→ **Your goal**: Copy word for word every line in the records below, from the line containing "Exercise. Mark every instance of the pink blossom cluster" down to the line containing "pixel 184 122", including both of those lines.

BEGIN Data in this exercise

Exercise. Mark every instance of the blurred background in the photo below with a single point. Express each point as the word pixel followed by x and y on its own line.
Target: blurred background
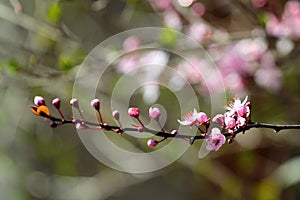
pixel 254 43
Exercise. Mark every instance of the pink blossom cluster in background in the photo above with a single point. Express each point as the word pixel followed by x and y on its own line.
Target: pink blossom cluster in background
pixel 240 61
pixel 288 25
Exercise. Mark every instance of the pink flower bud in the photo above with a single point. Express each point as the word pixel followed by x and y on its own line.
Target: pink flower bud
pixel 242 111
pixel 140 129
pixel 116 115
pixel 134 112
pixel 38 101
pixel 152 142
pixel 215 140
pixel 96 104
pixel 230 122
pixel 74 102
pixel 202 118
pixel 154 113
pixel 56 103
pixel 219 119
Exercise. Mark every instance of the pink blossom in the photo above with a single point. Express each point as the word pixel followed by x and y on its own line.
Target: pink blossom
pixel 215 140
pixel 219 119
pixel 134 112
pixel 259 3
pixel 243 111
pixel 116 114
pixel 230 122
pixel 202 118
pixel 154 113
pixel 152 142
pixel 241 121
pixel 96 104
pixel 56 103
pixel 174 132
pixel 80 126
pixel 190 118
pixel 233 107
pixel 74 102
pixel 38 101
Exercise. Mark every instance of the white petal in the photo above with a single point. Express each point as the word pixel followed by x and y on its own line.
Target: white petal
pixel 184 122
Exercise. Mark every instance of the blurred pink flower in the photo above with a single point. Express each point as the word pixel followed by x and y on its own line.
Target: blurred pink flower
pixel 199 32
pixel 134 112
pixel 56 103
pixel 154 113
pixel 288 25
pixel 215 140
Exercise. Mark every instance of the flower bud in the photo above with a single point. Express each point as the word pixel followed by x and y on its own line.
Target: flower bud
pixel 154 113
pixel 38 101
pixel 152 142
pixel 56 103
pixel 134 112
pixel 74 102
pixel 96 104
pixel 116 115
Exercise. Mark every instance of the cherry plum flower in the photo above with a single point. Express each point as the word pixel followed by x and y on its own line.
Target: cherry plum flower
pixel 230 122
pixel 203 118
pixel 238 107
pixel 152 142
pixel 190 118
pixel 38 100
pixel 134 112
pixel 215 140
pixel 154 113
pixel 96 104
pixel 219 119
pixel 194 118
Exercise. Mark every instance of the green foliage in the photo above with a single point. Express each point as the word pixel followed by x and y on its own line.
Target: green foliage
pixel 54 12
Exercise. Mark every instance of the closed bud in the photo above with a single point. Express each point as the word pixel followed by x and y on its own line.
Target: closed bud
pixel 116 115
pixel 56 103
pixel 152 142
pixel 39 101
pixel 134 112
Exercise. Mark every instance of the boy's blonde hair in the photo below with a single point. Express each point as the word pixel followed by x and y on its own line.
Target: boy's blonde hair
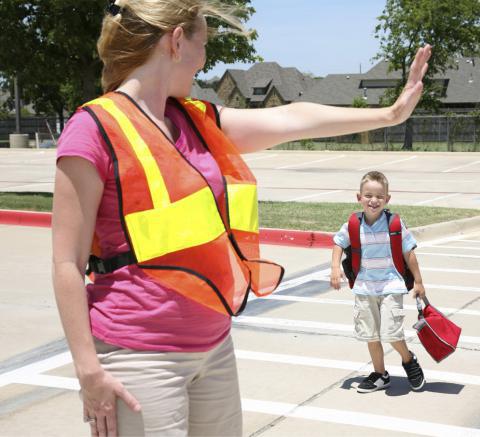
pixel 374 176
pixel 128 37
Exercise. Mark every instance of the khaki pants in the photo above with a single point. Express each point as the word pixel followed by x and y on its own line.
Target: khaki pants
pixel 194 394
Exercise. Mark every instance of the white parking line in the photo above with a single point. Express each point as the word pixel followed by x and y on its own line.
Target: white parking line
pixel 387 163
pixel 451 255
pixel 438 269
pixel 276 323
pixel 314 195
pixel 461 166
pixel 357 366
pixel 436 198
pixel 257 158
pixel 356 419
pixel 309 162
pixel 325 301
pixel 454 247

END Data in this exercise

→ **Result of this task**:
Exercise. Mark every instance of the pink blossom cluster in background in the photo above with a single point. Express each point as the word pixel followed by x and y on its own line.
Target: pink blossom cluster in background
pixel 240 61
pixel 288 25
Exercise. Mark every instance of the pink flower bud in the photo above with a single point. Express each point as the word pixel followed by x and y on its own line.
Target: pink flower bud
pixel 242 111
pixel 140 129
pixel 116 115
pixel 134 112
pixel 38 101
pixel 152 142
pixel 215 140
pixel 96 104
pixel 230 122
pixel 74 102
pixel 202 118
pixel 154 113
pixel 56 103
pixel 219 119
Exercise. Mark every instance of the pink blossom in the photo above with a single point. Express each point as the word pixel followed by x and y on its own line.
Target: pink blossom
pixel 215 140
pixel 219 119
pixel 134 112
pixel 259 3
pixel 243 111
pixel 116 114
pixel 230 122
pixel 202 118
pixel 154 113
pixel 152 142
pixel 241 121
pixel 96 104
pixel 56 103
pixel 174 132
pixel 80 126
pixel 190 118
pixel 233 107
pixel 74 102
pixel 38 101
Exercise. Mark every instance of the white petal in the photo above with a single point. Express each point as the word pixel followed by x and y on its own line.
Target: white petal
pixel 184 122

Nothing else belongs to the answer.